> Kutipan Teks:
......
Mandakara - Sepanjang sejarah
Nusantara, terdapat peristiwa-peristiwa penting yang menjadi simbol perlawanan
atas penjajahan yang dilakukan oleh entitas tertentu, baik berupa kerajaan-kerajaan
maupun pihak asing yang ingin mengekspansi kekuasaannya dan menjarah sumber
daya yang ada di Nusantara. Berbagai konflik-perang terjadi akibat kedatangan
entitas yang berusaha menguasai tempat tinggal mereka. Perlawanan itu tidak
datang dari kaum laki-laki semata, melainkan juga dari kalangan perempuan.
Salah satu simbol
perlawanan dari seorang perempuan pernah terjadi di ujung timur Jawa. Hal itu
terjadi ketika Kompeni (Vereenigde Oostindische Compagnie, VOC) tiba di
Blambangan dengan maksud untuk menaklukkan wilayah Jawa paling timur tersebut. Berbagai
pemberontakan dalam rangka menghalau Kompeni menduduki wilayah Blambangan
muncul sebagai reaksi penolakan masyarakat. Dari sederet nama yang mashyur dalam
sejarah pemberontakan terhadap Kompeni di ujung timur Jawa, nama Sayu Wiwit adalah
salah satu perempuan yang ikut serta dalam gerakan sosial-politik masyarakat
Blambangan.
Mengenal Sayu Wiwit: Susuhunan Ratu Gunung Raung
Perempuan gigih,
digdaya, dan berani yang berada di barisan masyarakat Blambangan tersebut
bernama Mas Ayu Wiwit atau yang lebih dikenal Sayu Wiwit. Ia adalah putri dari
Mas Gumuk Jati. Perempuan asal Kedhaton (di Lateng) ini diangkat menjadi
Senopati karena prestasi, pengalaman, dan keahliannya (dalam medan
pertempuran). Saat Kompeni membuat benteng di Lateng, Sayu Wiwit diajak pindah
oleh orang tuanya ke Bayu. Dalam Babad Tawangalun (BTA) disebutkan sebagai
berikut:
Kang dadi
menggalaning prang//Bekel Utun lan Bekel Undhuh iki//sarta lan Sayu Wiwit
wahu//kang dadi manggalaning perang//nanging estri asal kamulaning dangu//wismane
kedhaton ika//putrane Mas Gumuk Jati (BTA, Pupuh Pangkur viii)
......
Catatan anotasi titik
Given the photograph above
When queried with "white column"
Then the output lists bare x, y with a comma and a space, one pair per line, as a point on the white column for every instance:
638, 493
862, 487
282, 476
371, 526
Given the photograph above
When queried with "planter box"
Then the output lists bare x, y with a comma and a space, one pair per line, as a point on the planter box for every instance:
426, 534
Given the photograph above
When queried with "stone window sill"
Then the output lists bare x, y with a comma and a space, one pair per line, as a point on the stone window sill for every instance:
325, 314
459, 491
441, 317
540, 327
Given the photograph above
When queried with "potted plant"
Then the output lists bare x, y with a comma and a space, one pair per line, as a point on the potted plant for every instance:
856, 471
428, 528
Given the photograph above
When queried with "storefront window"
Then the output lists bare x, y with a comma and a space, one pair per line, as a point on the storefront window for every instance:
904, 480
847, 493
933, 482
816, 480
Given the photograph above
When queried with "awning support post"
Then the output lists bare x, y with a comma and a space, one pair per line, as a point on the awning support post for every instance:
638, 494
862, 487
......
> Yang Dikerjakan:
1. Kumpulkan setiap baris data yang memuat kata "with".
2. Teruskan teks tentang Sayu Wiwit mulai dari bagian tempat teks itu berhenti.
Teks tentang Sayu Wiwit dan baris-baris data tidak ada hubungannya satu sama lain.

> Hasil:
1.
When queried with "white column"
Then the output lists bare x, y with a comma and a space, one pair per line, as a point on the white column for every instance:
When queried with "planter box"
Then the output lists bare x, y with a comma and a space, one pair per line, as a point on the planter box for every instance:
When queried with "stone window sill"
Then the output lists bare x, y with a comma and a space, one pair per line, as a point on the stone window sill for every instance:
When queried with "potted plant"
Then the output lists bare x, y with a comma and a space, one pair per line, as a point on the potted plant for every instance:
When queried with "storefront window"
Then the output lists bare x, y with a comma and a space, one pair per line, as a point on the storefront window for every instance:
When queried with "awning support post"
Then the output lists bare x, y with a comma and a space, one pair per line, as a point on the awning support post for every instance:

2.
Terjemah:
Yang menjadi
panglima perangnya//Bekel Utun dan Bekel Undhuh//serta Sayu Wiwit itu//menjadi
panglima perangnya//seorang perempuan yang berasal dulunya//berdiam di Kedhaton
(Keraton)//putra dari Mas Gumuk Jati (BTA, Pupuh Pangkur viii)
Sedangkan, cerita bahwa
Sayu Wiwit dibawa oleh orang tuanya ke Bayu karena Kompeni mendirikan benteng
di Lateng ditulis sebagai berikut:
Ujare kandha
satengah//Sayu Wiwit binekta lolos nguni//dhumateng ing negara Bayu//dening
yayah ibunira//kala tekane bala walandi wahu//damel loji ing Lateng
ika//purwane wahu puniki (BTA, Pupuh Pangkur ix).
Terjemah:
Kata beberapa
orang//Sayu Wiwit dibawa melarikan diri//ke negeri Bayu//oleh ayah-ibunya//saat
kedatangan pasukan Belanda//membuat loji di Lateng//demikianlah asal mulanya (BTA, Pupuh
Pangkur ix)
Sayu Wiwit juga
dijuluki sebagai Kaisar Susuhunan Ratu Gunung Raung (The Empress Susuhunan Ratu
of Mount Raung) yang menjadi komandan perang ketika meletusnya
pemberontakan di Blambangan yang dikenal dengan Puputan Bayu. Ia menjadi
komandan gerakan yang dipimpin oleh Bekel Gagak Baneng di wilayah barat yang membantu
pemberontakan Rempeg Jagapati (Margana, 2012: 176).
Sosok Susuhunan Ratu
Gunung Raung ini merupakan perempuan yang pemberani, maka tak ayal jika ia didapuk
sebagai pemimpin prajurit. Keberanian dan kedigdayaan Sayu Wiwit membuat para perempuan
Bayu, baik tua maupun muda, mengikuti bagaimana ia berpakaian laiknya laki-laki
dengan memegang Patrem (keris kecil khusus perempuan) dan tumbak pengawinan
yang dibawa ketika perang berlangsung (BTA, Pupuh Pangkur xxiii-xxiv;Utomo,
2009: 52). Selain menjadi pelindung masyarakat Blambangan, terutama Bayu, Sayu
Wiwit juga memiliki mata batin yang tajam. Dari ketajaman mata batin itulah, ia
selalu tepat memberi komando ketika mengatasi prajurit Kompeni (Utomo, 2009:
53).
Sketsa Kronologis Perang Puputan Bayu (1771-1773)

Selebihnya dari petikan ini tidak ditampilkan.